- [WHAT YOU HAVE TO DO] Rescale the material from its start through the line containing "M 346 316 L", reproducing every line (requests included) with each coordinate in the answers multiplied by 0.8 and rounded to a whole number, halves rounded up. Omit the pictures.

- [INPUT]
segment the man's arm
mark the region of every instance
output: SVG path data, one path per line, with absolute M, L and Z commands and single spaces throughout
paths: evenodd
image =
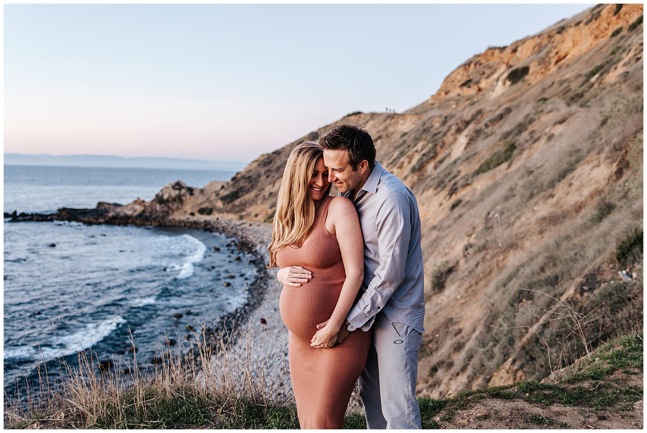
M 281 268 L 276 273 L 276 279 L 283 286 L 300 287 L 301 283 L 307 282 L 313 277 L 313 273 L 301 266 Z
M 346 316 L 355 328 L 367 330 L 375 315 L 404 279 L 411 238 L 411 204 L 399 192 L 391 192 L 377 211 L 376 229 L 379 265 L 366 291 Z

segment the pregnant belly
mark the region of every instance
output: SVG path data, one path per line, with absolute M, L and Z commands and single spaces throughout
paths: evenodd
M 279 301 L 281 318 L 295 335 L 309 341 L 317 324 L 330 319 L 344 284 L 343 278 L 334 279 L 321 284 L 313 279 L 301 287 L 283 286 Z

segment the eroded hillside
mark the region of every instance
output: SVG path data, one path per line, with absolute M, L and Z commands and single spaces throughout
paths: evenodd
M 269 220 L 294 146 L 360 123 L 420 206 L 419 389 L 543 377 L 642 322 L 642 22 L 600 5 L 490 48 L 420 105 L 320 128 L 176 213 Z

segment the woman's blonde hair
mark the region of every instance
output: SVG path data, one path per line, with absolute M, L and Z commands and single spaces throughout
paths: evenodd
M 308 194 L 308 184 L 324 151 L 316 142 L 302 143 L 290 153 L 276 200 L 272 230 L 270 267 L 278 266 L 276 253 L 286 245 L 300 244 L 314 222 L 314 202 Z M 330 192 L 328 185 L 325 194 Z

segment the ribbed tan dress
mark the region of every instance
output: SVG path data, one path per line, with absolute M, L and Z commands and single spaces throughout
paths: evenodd
M 325 228 L 332 198 L 325 200 L 303 245 L 283 247 L 276 254 L 281 268 L 303 266 L 313 273 L 301 287 L 283 286 L 280 301 L 281 317 L 290 330 L 290 375 L 302 428 L 344 427 L 371 344 L 371 332 L 357 330 L 331 348 L 310 346 L 316 325 L 333 314 L 346 277 L 339 244 Z

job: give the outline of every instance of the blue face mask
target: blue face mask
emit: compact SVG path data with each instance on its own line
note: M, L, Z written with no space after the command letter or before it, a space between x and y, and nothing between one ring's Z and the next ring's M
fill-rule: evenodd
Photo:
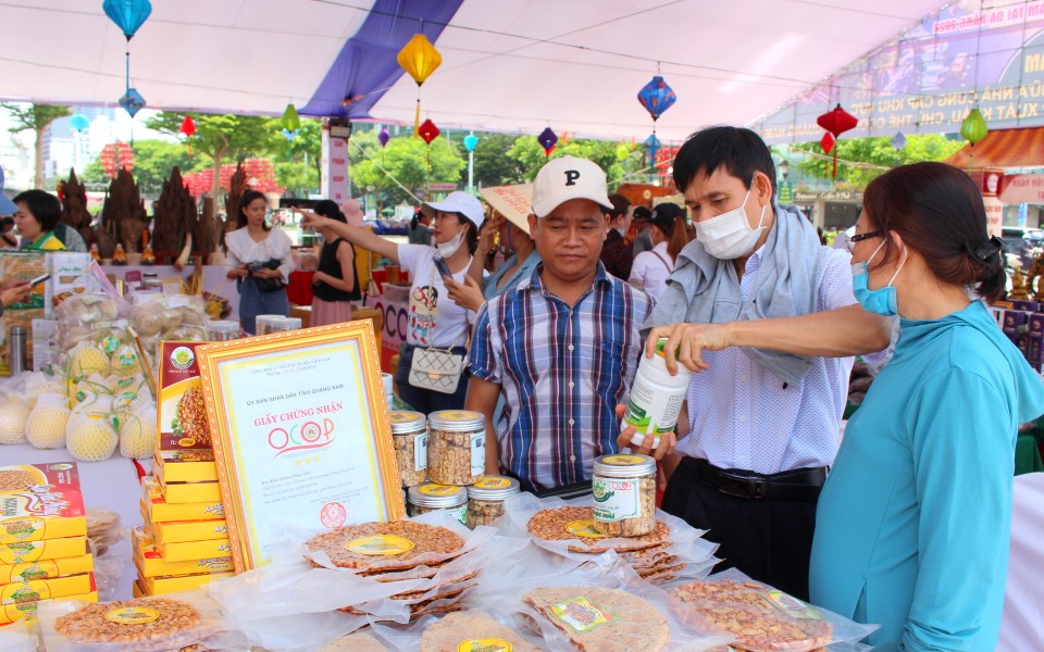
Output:
M871 290L867 287L867 283L870 279L870 261L873 260L873 256L878 255L882 247L884 247L884 242L878 244L878 248L873 250L869 259L852 265L852 291L856 296L856 301L858 301L859 305L866 309L867 312L891 317L899 313L896 303L895 288L892 284L903 269L903 265L906 264L906 256L903 258L903 262L899 263L899 267L895 271L895 274L892 275L887 286L879 290Z

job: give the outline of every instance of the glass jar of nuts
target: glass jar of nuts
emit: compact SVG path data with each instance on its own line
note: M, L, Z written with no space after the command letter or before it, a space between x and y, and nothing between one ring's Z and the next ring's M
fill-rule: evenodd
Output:
M504 501L520 493L522 486L514 478L482 476L468 487L468 527L489 525L504 516Z
M468 490L464 487L435 482L410 487L407 490L407 506L410 516L445 510L461 525L468 525Z
M471 485L486 469L486 417L470 410L427 415L427 479Z
M602 455L592 477L595 527L609 537L641 537L656 528L656 460Z
M427 417L420 412L388 413L395 460L403 487L415 487L427 481Z

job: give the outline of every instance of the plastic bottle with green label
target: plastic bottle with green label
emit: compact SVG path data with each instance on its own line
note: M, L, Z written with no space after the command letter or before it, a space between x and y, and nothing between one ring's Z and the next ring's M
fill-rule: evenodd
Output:
M660 338L652 358L642 358L631 386L631 398L620 429L634 426L632 446L642 446L646 437L652 437L655 449L660 443L660 435L673 432L688 392L688 380L693 374L682 365L678 365L678 374L673 376L667 371L664 344L667 338Z

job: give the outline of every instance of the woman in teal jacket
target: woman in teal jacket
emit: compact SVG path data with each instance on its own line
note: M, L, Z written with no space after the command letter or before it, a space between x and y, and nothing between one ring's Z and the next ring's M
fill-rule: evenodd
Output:
M993 650L1019 424L1044 384L981 300L1005 288L975 184L942 163L874 179L849 240L853 288L898 314L895 355L823 487L811 600L877 623L878 650Z

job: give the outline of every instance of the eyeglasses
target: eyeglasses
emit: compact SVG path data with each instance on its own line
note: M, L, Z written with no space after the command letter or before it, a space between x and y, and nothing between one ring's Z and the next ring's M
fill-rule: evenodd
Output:
M852 250L855 248L856 242L859 242L860 240L866 240L869 238L880 238L880 237L881 237L881 231L867 231L865 234L852 236L850 238L848 238L848 241L845 242L845 244L848 247L848 253L852 253Z

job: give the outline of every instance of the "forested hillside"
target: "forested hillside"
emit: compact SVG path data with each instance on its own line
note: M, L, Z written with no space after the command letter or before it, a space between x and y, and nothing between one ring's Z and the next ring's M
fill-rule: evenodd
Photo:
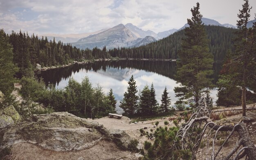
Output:
M235 29L220 26L205 26L210 39L209 48L215 61L222 61L229 48L233 52L232 33ZM40 39L34 34L13 32L8 35L12 45L13 61L20 68L19 72L26 75L36 64L44 66L66 64L74 60L83 61L118 57L121 58L176 59L180 48L181 42L185 37L184 30L146 46L132 48L118 48L108 50L95 48L92 50L81 50L71 44L61 41L48 41L47 37Z
M232 33L236 29L215 26L205 27L210 39L210 51L214 56L215 61L222 61L229 48L234 51ZM120 58L176 59L178 58L177 52L180 48L181 40L184 37L182 30L146 46L131 48L114 48L109 52L111 56Z
M97 48L92 50L80 50L70 44L63 44L55 39L48 41L47 37L39 39L33 34L29 37L27 33L13 32L8 36L9 42L12 45L13 61L20 68L20 73L26 75L36 63L43 66L67 64L74 60L81 61L84 58L106 58L109 57L106 48Z

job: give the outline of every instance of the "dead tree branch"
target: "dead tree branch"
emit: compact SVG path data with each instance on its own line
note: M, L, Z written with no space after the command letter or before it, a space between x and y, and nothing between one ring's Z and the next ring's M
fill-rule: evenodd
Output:
M249 160L256 160L256 147L250 137L245 123L241 120L235 125L225 124L220 125L213 122L210 118L211 110L207 106L206 100L203 99L198 107L194 109L189 120L182 125L177 132L176 136L179 138L182 149L190 149L192 152L192 159L196 159L196 153L206 132L207 136L211 134L211 131L216 131L213 138L212 150L211 159L218 160L218 156L224 145L232 136L235 132L238 133L239 139L229 153L223 160L229 160L232 156L235 156L234 160L242 158L246 156ZM195 130L200 131L200 133ZM223 131L230 132L225 141L215 153L215 142L219 133ZM208 146L207 144L207 150ZM191 147L192 145L193 147ZM239 149L241 146L241 149ZM240 153L243 151L243 152ZM235 155L236 152L238 152Z

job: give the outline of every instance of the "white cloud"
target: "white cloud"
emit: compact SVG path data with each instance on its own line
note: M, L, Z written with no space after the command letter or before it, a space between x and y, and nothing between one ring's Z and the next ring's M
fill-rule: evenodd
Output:
M7 32L21 29L40 34L91 32L128 23L155 32L179 28L191 17L197 0L0 0L0 26ZM235 25L243 1L200 2L206 18ZM251 19L256 13L256 1ZM33 15L36 15L32 17ZM28 17L29 17L29 18Z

- [SOLVED EXERCISE]
segment the man's arm
mark the region of every instance
output: SVG path data, one path per line, with absolute M, L and Z commands and single spaces throughout
paths: evenodd
image =
M 225 214 L 221 218 L 221 223 L 226 229 L 240 230 L 241 226 L 246 226 L 250 222 L 250 218 L 241 213 Z
M 277 253 L 284 262 L 294 264 L 300 252 L 323 223 L 329 190 L 329 163 L 319 154 L 313 154 L 302 169 L 301 183 L 303 212 L 293 233 Z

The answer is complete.